### SET TASKS
1. Return word for word the part of the forum post on the accelerating expansion of the Universe that opens with the words containing "Acceleration of the" and closes with "acceleration of expansion.".
2. Take the forum post on the accelerating expansion of the Universe further, starting after its final sentence.

### TEXT PASSAGE
Acceleration of the Universe

9 posts in this topic

I have been recently researching the topic of the expansion of the Universe. Specifically, the 1998 discovery by Saul Perlmutter that claims the Universe is expanding at an accelerated pace. The premise of this discovery was that the observed redshift of a Supernova 7 Billion Light years away was perceived to be receding at a slower rate than that of the redshift observed of a Supernova 1 Billion Light Years away. The conclusion was that the Universe was expanding at a slower rate 7 Billion years ago than it was 1 Billion years ago, thus an acceleration of expansion.

 

I am curious as to what everyone's thoughts are on the conclusion of this data. Specifically, do you agree with the findings of Saul and his team?  Do you have other theories as to why the accelerations of the two Supernovae were perceived to be receding at different rates?  What else could cause our perception to show the varying expansion rates?

(Data drawn from a collection)

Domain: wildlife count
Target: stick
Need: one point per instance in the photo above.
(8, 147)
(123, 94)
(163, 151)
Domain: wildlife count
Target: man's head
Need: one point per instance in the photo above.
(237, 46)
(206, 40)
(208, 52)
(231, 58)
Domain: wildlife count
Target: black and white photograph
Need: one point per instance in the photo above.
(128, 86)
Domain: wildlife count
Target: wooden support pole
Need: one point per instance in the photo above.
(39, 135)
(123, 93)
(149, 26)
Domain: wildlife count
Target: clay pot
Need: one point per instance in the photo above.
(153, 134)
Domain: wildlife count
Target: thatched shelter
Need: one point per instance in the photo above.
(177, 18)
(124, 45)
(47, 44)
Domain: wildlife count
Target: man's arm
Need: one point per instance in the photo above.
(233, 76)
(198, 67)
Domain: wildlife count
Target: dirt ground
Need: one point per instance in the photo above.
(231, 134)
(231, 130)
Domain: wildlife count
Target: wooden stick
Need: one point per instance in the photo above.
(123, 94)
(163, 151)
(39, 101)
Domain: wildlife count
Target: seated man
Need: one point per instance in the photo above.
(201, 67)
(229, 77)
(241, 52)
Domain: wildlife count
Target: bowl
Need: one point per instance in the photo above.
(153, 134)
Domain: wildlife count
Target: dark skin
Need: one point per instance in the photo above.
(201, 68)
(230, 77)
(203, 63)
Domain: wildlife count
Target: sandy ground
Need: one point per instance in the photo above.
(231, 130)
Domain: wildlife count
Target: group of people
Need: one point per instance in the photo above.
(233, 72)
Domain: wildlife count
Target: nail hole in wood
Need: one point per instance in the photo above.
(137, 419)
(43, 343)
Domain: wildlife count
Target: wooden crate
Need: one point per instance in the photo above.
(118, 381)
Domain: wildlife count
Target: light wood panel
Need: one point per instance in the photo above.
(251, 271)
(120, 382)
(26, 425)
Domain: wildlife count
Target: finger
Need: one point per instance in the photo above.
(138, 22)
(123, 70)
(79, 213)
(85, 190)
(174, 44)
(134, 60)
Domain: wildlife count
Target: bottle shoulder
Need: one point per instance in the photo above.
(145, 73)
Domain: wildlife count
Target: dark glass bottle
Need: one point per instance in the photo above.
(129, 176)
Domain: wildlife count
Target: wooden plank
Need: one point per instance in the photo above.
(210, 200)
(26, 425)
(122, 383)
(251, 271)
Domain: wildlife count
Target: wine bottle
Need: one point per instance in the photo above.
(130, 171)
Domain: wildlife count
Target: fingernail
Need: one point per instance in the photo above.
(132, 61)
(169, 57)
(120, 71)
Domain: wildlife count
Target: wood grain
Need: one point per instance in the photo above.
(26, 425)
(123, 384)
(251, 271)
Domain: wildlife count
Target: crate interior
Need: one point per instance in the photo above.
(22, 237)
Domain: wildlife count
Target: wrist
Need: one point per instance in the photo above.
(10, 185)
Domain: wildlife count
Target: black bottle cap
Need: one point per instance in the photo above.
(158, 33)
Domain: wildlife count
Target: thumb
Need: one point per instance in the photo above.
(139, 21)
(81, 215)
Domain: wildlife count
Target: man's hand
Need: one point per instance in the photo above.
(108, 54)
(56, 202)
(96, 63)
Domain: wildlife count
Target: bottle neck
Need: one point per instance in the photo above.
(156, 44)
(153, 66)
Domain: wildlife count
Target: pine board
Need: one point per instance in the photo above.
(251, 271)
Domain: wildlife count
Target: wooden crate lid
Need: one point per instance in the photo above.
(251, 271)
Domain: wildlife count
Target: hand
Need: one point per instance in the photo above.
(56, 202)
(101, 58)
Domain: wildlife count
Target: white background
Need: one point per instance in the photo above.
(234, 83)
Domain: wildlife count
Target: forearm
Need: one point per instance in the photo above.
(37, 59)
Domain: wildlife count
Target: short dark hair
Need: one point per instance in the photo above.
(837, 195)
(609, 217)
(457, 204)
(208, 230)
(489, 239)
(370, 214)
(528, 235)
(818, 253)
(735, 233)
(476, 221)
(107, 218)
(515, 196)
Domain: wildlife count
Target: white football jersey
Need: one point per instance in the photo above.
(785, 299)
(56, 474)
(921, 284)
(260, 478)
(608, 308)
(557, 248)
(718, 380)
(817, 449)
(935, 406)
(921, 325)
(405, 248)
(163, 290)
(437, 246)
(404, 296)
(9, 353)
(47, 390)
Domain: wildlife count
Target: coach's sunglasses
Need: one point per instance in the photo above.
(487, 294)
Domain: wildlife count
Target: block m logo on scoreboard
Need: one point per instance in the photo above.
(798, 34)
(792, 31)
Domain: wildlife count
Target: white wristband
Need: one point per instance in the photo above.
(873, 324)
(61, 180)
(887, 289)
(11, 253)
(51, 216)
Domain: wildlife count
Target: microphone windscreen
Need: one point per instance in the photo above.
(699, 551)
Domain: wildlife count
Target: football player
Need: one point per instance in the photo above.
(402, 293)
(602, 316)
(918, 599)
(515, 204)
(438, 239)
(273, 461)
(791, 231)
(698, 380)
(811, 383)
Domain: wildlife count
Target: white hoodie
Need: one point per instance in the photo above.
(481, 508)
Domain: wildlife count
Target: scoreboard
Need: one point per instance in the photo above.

### FINAL RESULTS
1.
Acceleration of the Universe

9 posts in this topic

I have been recently researching the topic of the expansion of the Universe. Specifically, the 1998 discovery by Saul Perlmutter that claims the Universe is expanding at an accelerated pace. The premise of this discovery was that the observed redshift of a Supernova 7 Billion Light years away was perceived to be receding at a slower rate than that of the redshift observed of a Supernova 1 Billion Light Years away. The conclusion was that the Universe was expanding at a slower rate 7 Billion years ago than it was 1 Billion years ago, thus an acceleration of expansion.

2.
Would the differing space environments at the time of the stars' destruction have an effect? E.g. The Universe was more dense at the time of the Supernova 7 Billion years ago than that at the time of the Supernova 1 Billion years ago. That being the case, 7 Billion years ago, when the Universe was expanding, the density of the Universe could have impeded the acceleration of expansion more so than the less dense Universe that the Supernova 1 Billion years ago was experiencing. This leads me to believe that the acceleration would be naturally increasing as the density continues to decrease over time.

 

Another question I have been pondering is the point of reference for the two differing Supernovae, which is Earth. Our Galaxy is also caught in the expansion of the Universe, so the rate at which we are moving would also have to be factored in. As well as the locations and directions of all three points of reference, Earth, Supernova 1, and Supernova 2. If Our Galaxy is expanding in a similar direction through space as that of Supernova 1 (7 Billion Years ago) and an opposite direction than that of Supernova 2 (1 Billion Years ago), then the obvious outcome would be that Supernova 2 would appear to be receding at a more accelerated rate than Supernova 1 due to the variance of our location in space in comparison to that of the observed points.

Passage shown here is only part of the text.